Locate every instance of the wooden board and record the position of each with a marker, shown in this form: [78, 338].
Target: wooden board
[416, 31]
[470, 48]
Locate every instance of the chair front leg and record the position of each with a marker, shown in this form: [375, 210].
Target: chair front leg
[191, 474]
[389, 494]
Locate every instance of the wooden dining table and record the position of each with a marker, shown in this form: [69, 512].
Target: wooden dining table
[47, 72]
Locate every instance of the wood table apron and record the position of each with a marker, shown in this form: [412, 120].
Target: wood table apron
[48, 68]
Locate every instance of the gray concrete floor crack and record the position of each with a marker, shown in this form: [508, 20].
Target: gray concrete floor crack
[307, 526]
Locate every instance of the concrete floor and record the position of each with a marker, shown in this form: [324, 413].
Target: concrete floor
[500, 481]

### Task objective
Give a word-for-word copy of the records.

### Final answer
Locate every instance of the wooden board and record the position of each with a marker, shown in this form: [78, 338].
Target: wooden board
[416, 31]
[470, 48]
Locate every instance of the chair front leg and record the position of each with a marker, shown in this form: [375, 210].
Target: chair front leg
[191, 474]
[389, 494]
Locate every instance of the wooden dining table and record the position of each with a marker, shown in this form: [69, 512].
Target: wooden dining table
[47, 72]
Locate every instance of the wood table apron and record the position of each with a marker, shown in this form: [412, 120].
Target: wood table apron
[48, 68]
Locate every instance of the gray concrete floor crack and record the position of each with a marker, shown in this form: [508, 20].
Target: gray concrete floor crack
[307, 526]
Locate every instance of the concrete floor and record the position of each with a marker, shown in this form: [324, 413].
Target: concrete floor
[500, 481]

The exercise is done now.